(Stored entries)

(begin)

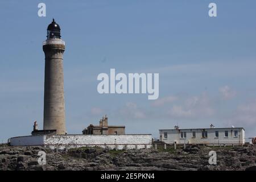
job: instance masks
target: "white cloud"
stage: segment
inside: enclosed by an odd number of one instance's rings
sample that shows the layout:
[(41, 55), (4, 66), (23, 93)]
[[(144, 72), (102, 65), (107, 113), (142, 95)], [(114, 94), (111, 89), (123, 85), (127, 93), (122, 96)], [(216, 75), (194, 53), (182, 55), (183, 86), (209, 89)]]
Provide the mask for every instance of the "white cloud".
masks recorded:
[(189, 119), (212, 117), (214, 113), (210, 99), (205, 93), (188, 98), (180, 105), (174, 105), (167, 111), (172, 117)]
[(102, 114), (103, 110), (99, 107), (93, 107), (90, 110), (90, 113), (93, 115)]
[(120, 114), (126, 118), (144, 119), (146, 114), (141, 109), (138, 108), (137, 105), (133, 102), (127, 102), (125, 107), (119, 111)]
[(236, 95), (236, 92), (232, 90), (227, 85), (220, 88), (218, 89), (218, 91), (221, 95), (221, 97), (225, 100), (231, 99)]
[(155, 101), (152, 105), (154, 106), (160, 106), (164, 105), (166, 104), (172, 102), (176, 101), (177, 99), (177, 98), (175, 96), (166, 97)]
[(230, 122), (239, 126), (255, 128), (256, 101), (238, 106), (231, 117)]

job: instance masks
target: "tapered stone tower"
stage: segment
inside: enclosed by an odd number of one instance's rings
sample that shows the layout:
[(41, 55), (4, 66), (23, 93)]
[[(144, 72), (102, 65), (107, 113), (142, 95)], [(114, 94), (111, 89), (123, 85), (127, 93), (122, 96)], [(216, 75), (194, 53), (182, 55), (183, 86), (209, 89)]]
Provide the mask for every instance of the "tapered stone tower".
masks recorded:
[(43, 42), (45, 55), (44, 130), (66, 133), (64, 96), (63, 53), (65, 42), (60, 39), (60, 28), (54, 19), (47, 28)]

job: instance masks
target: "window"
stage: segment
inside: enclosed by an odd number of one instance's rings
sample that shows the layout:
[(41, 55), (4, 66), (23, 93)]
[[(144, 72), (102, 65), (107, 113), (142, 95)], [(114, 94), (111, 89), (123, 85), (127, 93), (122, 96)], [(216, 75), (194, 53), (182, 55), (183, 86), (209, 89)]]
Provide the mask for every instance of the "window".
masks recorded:
[(180, 132), (180, 138), (187, 138), (187, 132)]
[(228, 136), (229, 136), (229, 131), (225, 131), (225, 137), (228, 137)]
[(167, 133), (164, 133), (164, 138), (167, 138)]
[(202, 138), (207, 138), (207, 131), (202, 131)]

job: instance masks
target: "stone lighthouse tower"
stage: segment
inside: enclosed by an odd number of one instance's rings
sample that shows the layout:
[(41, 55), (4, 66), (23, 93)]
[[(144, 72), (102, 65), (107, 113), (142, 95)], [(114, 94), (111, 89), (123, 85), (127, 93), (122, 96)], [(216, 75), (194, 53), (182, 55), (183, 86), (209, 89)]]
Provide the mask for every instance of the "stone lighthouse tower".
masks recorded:
[(47, 28), (43, 42), (45, 55), (44, 130), (66, 133), (64, 96), (63, 53), (65, 42), (60, 39), (60, 28), (54, 19)]

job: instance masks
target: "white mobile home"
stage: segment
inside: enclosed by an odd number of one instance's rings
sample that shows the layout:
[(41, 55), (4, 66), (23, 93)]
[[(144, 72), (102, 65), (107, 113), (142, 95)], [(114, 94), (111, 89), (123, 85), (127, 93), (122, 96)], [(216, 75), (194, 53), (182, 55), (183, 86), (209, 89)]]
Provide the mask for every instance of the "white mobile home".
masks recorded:
[(242, 127), (159, 130), (160, 140), (173, 144), (244, 144), (245, 130)]

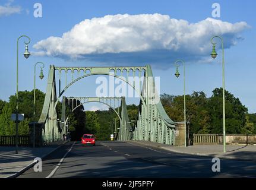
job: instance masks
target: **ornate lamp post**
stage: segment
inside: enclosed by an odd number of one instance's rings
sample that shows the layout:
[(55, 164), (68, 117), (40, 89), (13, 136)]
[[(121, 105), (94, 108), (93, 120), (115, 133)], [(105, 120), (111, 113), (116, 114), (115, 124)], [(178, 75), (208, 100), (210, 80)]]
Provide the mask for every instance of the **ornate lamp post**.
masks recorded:
[(29, 56), (30, 55), (30, 53), (29, 52), (29, 46), (28, 44), (30, 42), (30, 39), (26, 35), (22, 35), (20, 36), (18, 39), (17, 40), (17, 75), (16, 75), (16, 135), (15, 135), (15, 154), (18, 154), (18, 42), (20, 39), (23, 37), (26, 37), (27, 39), (29, 39), (28, 42), (24, 42), (25, 43), (25, 52), (23, 53), (24, 56), (25, 58), (27, 59), (29, 58)]
[(185, 141), (184, 141), (184, 145), (185, 147), (187, 147), (187, 124), (186, 124), (186, 83), (185, 83), (185, 62), (183, 60), (177, 60), (175, 62), (175, 66), (176, 66), (176, 72), (175, 72), (175, 76), (176, 77), (178, 78), (180, 75), (179, 72), (179, 65), (178, 64), (178, 62), (181, 62), (183, 64), (184, 66), (184, 135), (185, 135)]
[(33, 113), (33, 116), (34, 116), (34, 122), (33, 122), (33, 147), (34, 148), (35, 147), (35, 137), (36, 137), (36, 119), (35, 119), (35, 117), (36, 117), (36, 65), (38, 64), (40, 64), (41, 65), (42, 65), (42, 66), (40, 66), (40, 68), (41, 69), (41, 72), (40, 73), (40, 75), (39, 75), (39, 78), (40, 79), (42, 80), (43, 78), (43, 77), (45, 77), (43, 74), (43, 68), (45, 67), (45, 64), (42, 62), (37, 62), (37, 63), (36, 63), (34, 64), (34, 113)]
[(211, 39), (211, 43), (213, 45), (213, 51), (211, 56), (213, 59), (217, 57), (217, 53), (215, 50), (216, 43), (213, 42), (213, 39), (215, 37), (219, 38), (222, 41), (222, 95), (223, 95), (223, 152), (226, 153), (226, 121), (225, 121), (225, 67), (224, 61), (224, 43), (222, 37), (219, 36), (213, 36)]

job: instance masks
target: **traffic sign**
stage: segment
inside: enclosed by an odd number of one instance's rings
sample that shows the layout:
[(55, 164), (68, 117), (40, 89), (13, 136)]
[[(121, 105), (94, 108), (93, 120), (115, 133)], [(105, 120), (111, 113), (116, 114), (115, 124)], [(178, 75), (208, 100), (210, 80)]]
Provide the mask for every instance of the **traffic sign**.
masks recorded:
[[(18, 121), (23, 121), (24, 116), (24, 113), (18, 114)], [(16, 121), (16, 113), (12, 113), (11, 116), (11, 120), (14, 121)]]

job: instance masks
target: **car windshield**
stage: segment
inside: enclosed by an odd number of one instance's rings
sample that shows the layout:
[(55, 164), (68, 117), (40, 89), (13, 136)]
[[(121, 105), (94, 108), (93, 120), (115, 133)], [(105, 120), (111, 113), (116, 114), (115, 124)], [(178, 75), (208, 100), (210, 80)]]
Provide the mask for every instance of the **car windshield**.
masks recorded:
[(83, 138), (94, 138), (93, 135), (84, 135), (83, 137)]

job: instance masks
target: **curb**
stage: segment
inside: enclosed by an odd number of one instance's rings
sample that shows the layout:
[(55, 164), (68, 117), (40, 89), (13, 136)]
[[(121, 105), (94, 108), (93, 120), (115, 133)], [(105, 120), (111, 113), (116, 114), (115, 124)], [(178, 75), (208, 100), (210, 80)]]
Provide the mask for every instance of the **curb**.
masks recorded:
[[(60, 144), (57, 147), (56, 147), (55, 149), (53, 149), (53, 150), (52, 150), (50, 152), (49, 152), (49, 153), (48, 153), (47, 154), (45, 154), (45, 155), (43, 155), (43, 156), (41, 157), (41, 159), (43, 160), (43, 159), (45, 159), (48, 156), (49, 156), (50, 154), (52, 154), (53, 152), (54, 152), (55, 150), (56, 150), (57, 149), (58, 149), (59, 148), (60, 148), (61, 146), (62, 146), (63, 145), (64, 145), (67, 142), (68, 142), (68, 141), (65, 141), (65, 142), (63, 142), (62, 144)], [(31, 168), (33, 166), (34, 166), (37, 162), (38, 162), (38, 160), (33, 161), (31, 163), (29, 164), (26, 167), (23, 168), (20, 171), (18, 171), (17, 173), (14, 173), (13, 175), (11, 175), (9, 176), (5, 177), (4, 178), (5, 178), (5, 179), (7, 179), (7, 178), (15, 178), (18, 177), (19, 175), (20, 175), (21, 173), (24, 173), (24, 172), (26, 172), (26, 170), (27, 170), (30, 168)]]
[(184, 153), (180, 151), (174, 150), (170, 150), (169, 148), (167, 148), (165, 147), (161, 147), (159, 146), (156, 146), (151, 144), (146, 144), (144, 143), (141, 142), (137, 142), (137, 141), (128, 141), (128, 142), (135, 142), (137, 144), (140, 144), (141, 145), (144, 145), (144, 146), (149, 146), (151, 147), (160, 148), (165, 150), (167, 150), (170, 152), (173, 152), (176, 153), (180, 153), (180, 154), (184, 154), (187, 155), (194, 155), (194, 156), (204, 156), (204, 157), (219, 157), (223, 159), (228, 159), (228, 160), (235, 160), (238, 161), (243, 161), (243, 162), (256, 162), (256, 160), (250, 160), (250, 159), (239, 159), (239, 158), (235, 158), (232, 156), (223, 156), (223, 155), (219, 155), (217, 153), (212, 153), (212, 154), (204, 154), (204, 153)]

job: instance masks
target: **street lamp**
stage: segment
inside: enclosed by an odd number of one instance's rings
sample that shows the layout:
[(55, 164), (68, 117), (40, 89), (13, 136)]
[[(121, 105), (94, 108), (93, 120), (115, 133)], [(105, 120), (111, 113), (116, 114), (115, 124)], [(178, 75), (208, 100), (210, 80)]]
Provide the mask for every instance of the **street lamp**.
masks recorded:
[(39, 64), (40, 64), (41, 65), (42, 65), (42, 66), (40, 66), (40, 68), (41, 69), (41, 72), (40, 73), (40, 75), (39, 75), (39, 78), (40, 79), (42, 80), (43, 78), (43, 77), (45, 77), (43, 74), (43, 68), (45, 67), (45, 64), (42, 62), (37, 62), (37, 63), (36, 63), (34, 64), (34, 113), (33, 113), (33, 116), (34, 116), (34, 124), (33, 125), (33, 147), (34, 148), (35, 147), (35, 137), (36, 137), (36, 65)]
[(177, 78), (179, 78), (180, 74), (179, 72), (179, 65), (178, 62), (181, 62), (183, 64), (184, 66), (184, 136), (185, 136), (185, 141), (184, 145), (187, 147), (187, 124), (186, 124), (186, 83), (185, 83), (185, 62), (183, 60), (178, 59), (177, 60), (175, 64), (176, 66), (176, 72), (175, 76)]
[(213, 39), (215, 37), (219, 38), (222, 41), (222, 97), (223, 97), (223, 152), (226, 153), (226, 121), (225, 121), (225, 67), (224, 62), (224, 43), (223, 39), (219, 36), (213, 36), (211, 39), (211, 43), (213, 45), (213, 51), (211, 56), (213, 59), (217, 57), (217, 53), (215, 50), (216, 43), (213, 42)]
[(17, 40), (17, 75), (16, 75), (16, 135), (15, 135), (15, 154), (18, 154), (18, 42), (20, 39), (25, 37), (29, 39), (28, 42), (24, 42), (25, 43), (25, 52), (23, 53), (25, 58), (27, 59), (30, 55), (30, 53), (29, 52), (29, 46), (28, 44), (30, 42), (30, 39), (26, 35), (20, 36)]

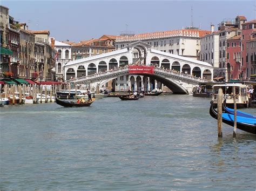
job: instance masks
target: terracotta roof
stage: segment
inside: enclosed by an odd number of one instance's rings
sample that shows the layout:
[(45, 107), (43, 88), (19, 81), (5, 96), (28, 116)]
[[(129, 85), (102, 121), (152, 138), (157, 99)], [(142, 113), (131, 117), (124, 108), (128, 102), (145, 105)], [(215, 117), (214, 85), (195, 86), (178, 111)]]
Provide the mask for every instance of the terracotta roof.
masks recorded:
[(151, 39), (154, 38), (161, 38), (172, 36), (185, 36), (201, 37), (205, 35), (207, 35), (210, 33), (210, 31), (193, 29), (182, 29), (162, 32), (145, 33), (136, 35), (132, 36), (117, 36), (117, 39), (119, 39), (120, 40), (122, 39), (133, 40), (138, 39)]
[(247, 22), (245, 22), (245, 23), (242, 23), (242, 25), (246, 24), (253, 24), (253, 23), (256, 23), (256, 19), (252, 20), (250, 21), (248, 21)]
[(106, 40), (108, 39), (116, 40), (118, 36), (114, 35), (104, 35), (100, 38), (99, 38), (100, 40)]
[(238, 16), (237, 17), (239, 17), (240, 20), (246, 20), (246, 17), (244, 16)]
[(75, 42), (70, 42), (70, 41), (60, 41), (60, 42), (65, 44), (69, 44), (70, 45), (71, 45), (71, 46), (76, 44)]
[(44, 30), (42, 31), (29, 31), (33, 34), (50, 34), (50, 31), (48, 30)]
[(233, 37), (227, 39), (227, 40), (241, 40), (241, 35), (234, 36)]

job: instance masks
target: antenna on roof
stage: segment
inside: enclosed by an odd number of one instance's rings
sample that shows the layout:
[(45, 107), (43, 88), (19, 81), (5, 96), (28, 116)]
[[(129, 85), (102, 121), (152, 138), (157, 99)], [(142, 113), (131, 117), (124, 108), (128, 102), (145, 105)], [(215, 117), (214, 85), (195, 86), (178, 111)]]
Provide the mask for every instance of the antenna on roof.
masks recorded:
[(191, 26), (194, 26), (193, 23), (193, 5), (191, 5)]

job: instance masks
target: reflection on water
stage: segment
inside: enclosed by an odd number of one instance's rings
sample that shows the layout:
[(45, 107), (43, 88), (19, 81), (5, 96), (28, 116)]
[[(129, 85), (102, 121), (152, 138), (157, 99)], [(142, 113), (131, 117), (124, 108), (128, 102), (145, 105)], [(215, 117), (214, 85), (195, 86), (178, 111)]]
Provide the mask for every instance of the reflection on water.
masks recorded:
[(209, 107), (172, 95), (1, 108), (0, 189), (254, 190), (256, 137), (224, 124), (218, 138)]

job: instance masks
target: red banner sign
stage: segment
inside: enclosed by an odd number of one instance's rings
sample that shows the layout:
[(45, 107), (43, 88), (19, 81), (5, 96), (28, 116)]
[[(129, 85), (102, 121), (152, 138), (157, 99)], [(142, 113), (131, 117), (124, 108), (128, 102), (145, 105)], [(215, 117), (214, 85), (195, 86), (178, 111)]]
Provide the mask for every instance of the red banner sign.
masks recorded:
[(154, 73), (154, 66), (129, 66), (129, 74)]

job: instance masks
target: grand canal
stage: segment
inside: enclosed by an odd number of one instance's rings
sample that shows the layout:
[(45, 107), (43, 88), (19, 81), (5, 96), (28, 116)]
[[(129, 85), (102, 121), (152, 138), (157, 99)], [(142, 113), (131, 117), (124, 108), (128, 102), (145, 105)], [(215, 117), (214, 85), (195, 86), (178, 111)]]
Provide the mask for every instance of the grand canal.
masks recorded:
[[(189, 96), (1, 108), (0, 189), (256, 189), (256, 137)], [(246, 109), (256, 115), (256, 110)]]

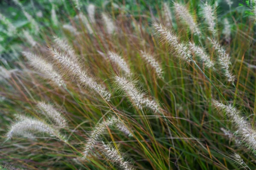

(end)

PROBLEM STATEMENT:
Count the lines in the listing that contain the string "terracotta", treating uppercase and lowercase letters as different. Give only the number.

CORRECT RESPONSE:
2